> **Problem to work on**
Nothing belongs in the answer except the lines of the material that include "queried".

####

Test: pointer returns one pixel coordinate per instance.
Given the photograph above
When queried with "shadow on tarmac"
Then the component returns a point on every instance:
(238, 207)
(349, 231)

####

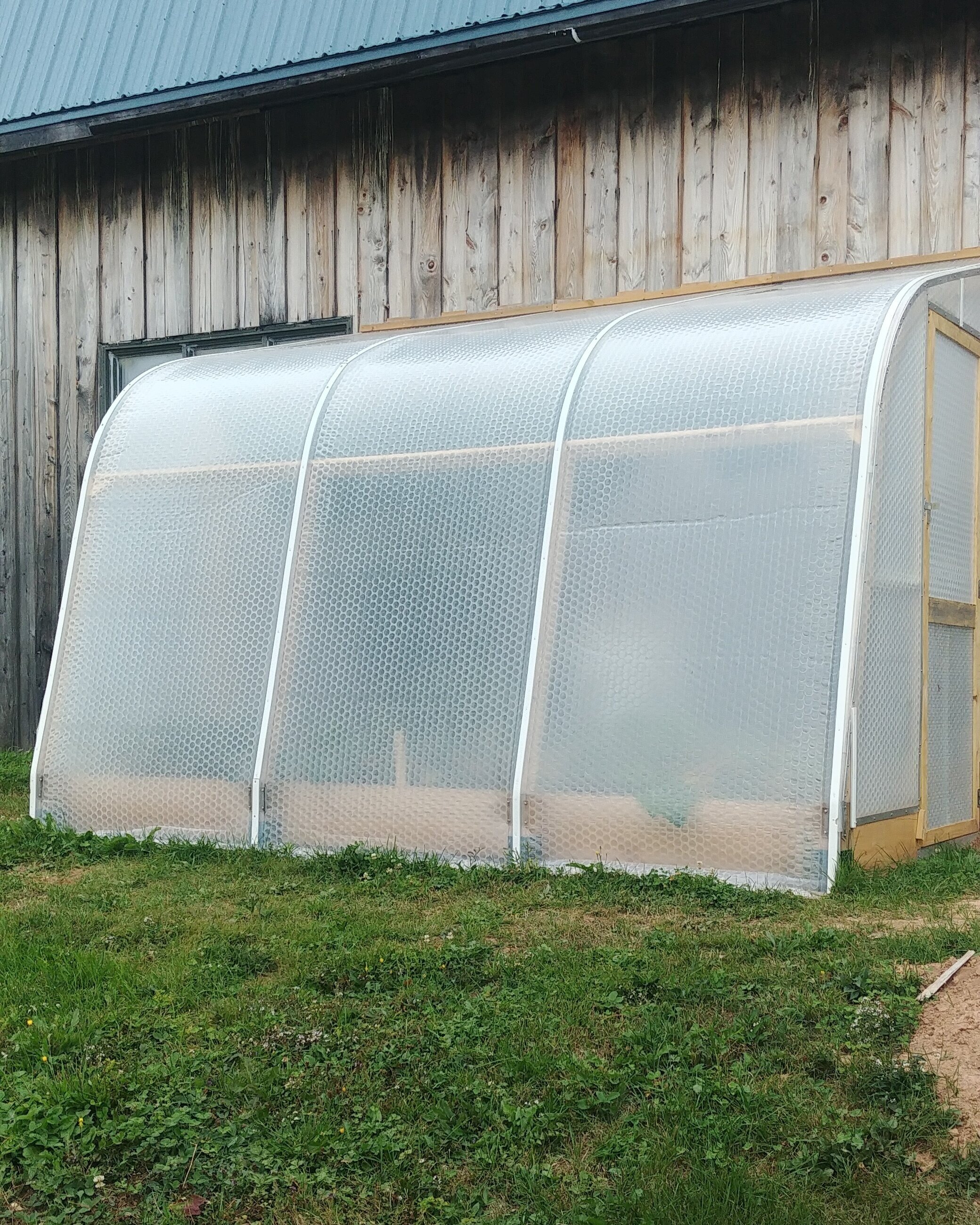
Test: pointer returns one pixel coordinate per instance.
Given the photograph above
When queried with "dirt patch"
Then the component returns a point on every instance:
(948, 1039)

####

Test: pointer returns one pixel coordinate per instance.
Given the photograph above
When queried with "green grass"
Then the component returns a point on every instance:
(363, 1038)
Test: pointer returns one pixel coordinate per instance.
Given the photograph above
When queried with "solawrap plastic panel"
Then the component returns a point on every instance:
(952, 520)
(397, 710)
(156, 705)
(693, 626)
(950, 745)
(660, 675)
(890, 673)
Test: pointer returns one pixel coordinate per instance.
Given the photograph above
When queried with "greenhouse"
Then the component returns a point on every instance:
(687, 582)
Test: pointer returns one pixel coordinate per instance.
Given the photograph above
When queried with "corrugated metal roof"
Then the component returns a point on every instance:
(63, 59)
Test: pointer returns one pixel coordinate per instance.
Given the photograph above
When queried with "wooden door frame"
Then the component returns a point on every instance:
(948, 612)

####

> **Written solution**
When queried with "shadow on tarmac"
When queried with "dirt patch"
When queried with "green grass"
When queried with "solawrap plastic panel"
When queried with "greenhouse"
When queried with "corrugated metal roof"
When queried with "wooden door frame"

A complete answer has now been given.